- **Exercícios a realizar**
1. Responda às perguntas seguintes com base no excerto sobre as edições do livro.
(a) De que ano é a edição original cuja capa é reproduzida nas duas páginas desdobráveis?
(b) Através de que website era exclusiva a terceira hipótese de compra?
(c) Por que documento vem acompanhado o fotolito incluído no pack de colecionador?
2. Transcreva, do excerto sobre as edições do livro, o trecho que vai de "Finalmente, e porque, dizem, não" até "que é incrível!".
3. Escreva a continuação do excerto sobre as edições do livro, a partir da última frase apresentada.

- **Excerto fornecido**
=====

Mas ainda há mais uma surpresa! Como se isto tudo não fosse já fantástico, a editora ainda decidiu (pasmem-se!) incluir duas páginas desdobráveis que reproduzem a capa da edição original de 1995 naquela ilustração panorâmica tão marcante! E, por fim, esta edição é ainda numerada, assinada pelo autor e tem o selo branco da editora. Very well done!, como diriam os ingleses. 

Finalmente, e porque, dizem, não há duas sem três, a editora ainda presenteou os interessados com uma terceira hipótese de compra, exclusiva através do website da Ala dos Livros, que consistia num pack de colecionador, composto por um exemplar de cada uma das edições, por uma capa arquivadora que envolve os dois livros e por um fotolito (a uma cor) que deu origem à primeira edição da obra, e que vem acompanhado por um certificado de autenticidade, com reprodução da página à qual esse fotolito corresponde. Felizmente, tive a oportunidade de ter esta edição super-especial e posso dizer que é incrível!

=====

- **Dados armazenados**
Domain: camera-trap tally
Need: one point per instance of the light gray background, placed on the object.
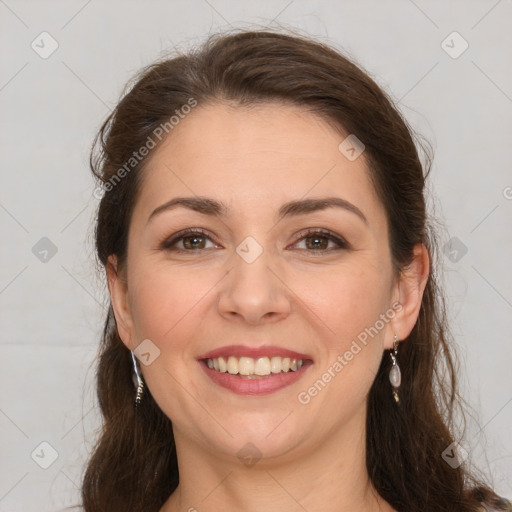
(51, 313)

=====

- **Respostas às tarefas**
1.
(a) 1995.
(b) O website da Ala dos Livros.
(c) Por um certificado de autenticidade, com reprodução da página à qual esse fotolito corresponde.

2.
Finalmente, e porque, dizem, não há duas sem três, a editora ainda presenteou os interessados com uma terceira hipótese de compra, exclusiva através do website da Ala dos Livros, que consistia num pack de colecionador, composto por um exemplar de cada uma das edições, por uma capa arquivadora que envolve os dois livros e por um fotolito (a uma cor) que deu origem à primeira edição da obra, e que vem acompanhado por um certificado de autenticidade, com reprodução da página à qual esse fotolito corresponde. Felizmente, tive a oportunidade de ter esta edição super-especial e posso dizer que é incrível!

3.
Apresentadas que estão as várias edições e diferentes formas de adquirir esta obra obrigatória na biblioteca de qualquer amante português de banda desenhada, há uma reflexão que merece ser feita. A forma bem pensada, bem estruturada, bem analisada, bem promovida – com um trabalho de teasing muito bem conseguido nas redes sociais – como esta edição foi preparada pela Ala dos Livros, merece, não só o meu aplauso como, também, que olhemos para esta iniciativa como um exemplo para o futuro.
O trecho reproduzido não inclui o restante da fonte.